[Point-based annotation data]
____
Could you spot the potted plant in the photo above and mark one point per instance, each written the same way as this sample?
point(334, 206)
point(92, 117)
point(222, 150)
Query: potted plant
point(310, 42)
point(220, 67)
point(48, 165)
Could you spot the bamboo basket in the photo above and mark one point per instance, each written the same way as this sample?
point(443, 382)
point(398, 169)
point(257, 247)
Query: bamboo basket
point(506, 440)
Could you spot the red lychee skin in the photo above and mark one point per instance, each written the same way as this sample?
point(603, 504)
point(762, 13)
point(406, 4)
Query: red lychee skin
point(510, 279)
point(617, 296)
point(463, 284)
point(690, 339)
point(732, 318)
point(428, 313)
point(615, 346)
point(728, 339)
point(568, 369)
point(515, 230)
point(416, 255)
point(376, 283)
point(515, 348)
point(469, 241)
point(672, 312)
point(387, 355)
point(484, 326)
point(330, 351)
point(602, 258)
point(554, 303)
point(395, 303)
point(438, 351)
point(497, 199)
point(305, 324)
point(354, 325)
____
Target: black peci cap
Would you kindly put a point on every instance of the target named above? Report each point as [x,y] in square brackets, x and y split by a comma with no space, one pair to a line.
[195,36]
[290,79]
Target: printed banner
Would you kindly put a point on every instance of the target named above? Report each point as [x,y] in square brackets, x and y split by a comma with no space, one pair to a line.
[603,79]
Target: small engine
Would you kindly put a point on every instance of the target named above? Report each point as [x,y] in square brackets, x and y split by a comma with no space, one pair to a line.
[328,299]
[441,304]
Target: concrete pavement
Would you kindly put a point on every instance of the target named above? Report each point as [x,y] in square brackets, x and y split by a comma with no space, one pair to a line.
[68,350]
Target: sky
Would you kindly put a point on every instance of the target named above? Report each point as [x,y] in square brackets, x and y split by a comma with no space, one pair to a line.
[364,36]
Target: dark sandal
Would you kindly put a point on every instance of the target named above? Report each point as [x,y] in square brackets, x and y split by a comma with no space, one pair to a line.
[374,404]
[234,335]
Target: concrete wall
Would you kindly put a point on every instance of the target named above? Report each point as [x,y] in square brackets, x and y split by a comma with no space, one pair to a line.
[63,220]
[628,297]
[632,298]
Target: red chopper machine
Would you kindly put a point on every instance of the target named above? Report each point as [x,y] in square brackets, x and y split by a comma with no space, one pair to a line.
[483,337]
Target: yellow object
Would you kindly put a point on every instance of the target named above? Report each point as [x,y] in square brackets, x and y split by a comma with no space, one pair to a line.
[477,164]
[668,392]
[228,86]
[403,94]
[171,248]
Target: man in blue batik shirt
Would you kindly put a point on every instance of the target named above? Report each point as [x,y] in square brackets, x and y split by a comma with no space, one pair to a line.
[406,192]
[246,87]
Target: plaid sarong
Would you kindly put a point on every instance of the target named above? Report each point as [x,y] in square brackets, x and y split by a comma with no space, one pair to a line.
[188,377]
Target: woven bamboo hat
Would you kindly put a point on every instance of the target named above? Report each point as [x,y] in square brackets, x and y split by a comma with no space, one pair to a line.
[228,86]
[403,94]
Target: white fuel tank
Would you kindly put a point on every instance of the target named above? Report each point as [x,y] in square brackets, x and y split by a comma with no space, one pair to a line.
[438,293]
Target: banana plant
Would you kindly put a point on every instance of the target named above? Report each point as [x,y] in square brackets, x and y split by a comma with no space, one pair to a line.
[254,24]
____
Please return the lines of the items above word for word, starting at the line containing "Could you spot the potted" and ending at the line containing "point(48, 165)", both included.

Could you spot the potted plant in the photo above and mark one point per instance, each written the same way as this sample?
point(334, 206)
point(92, 117)
point(222, 150)
Query: potted plant
point(310, 42)
point(220, 67)
point(48, 165)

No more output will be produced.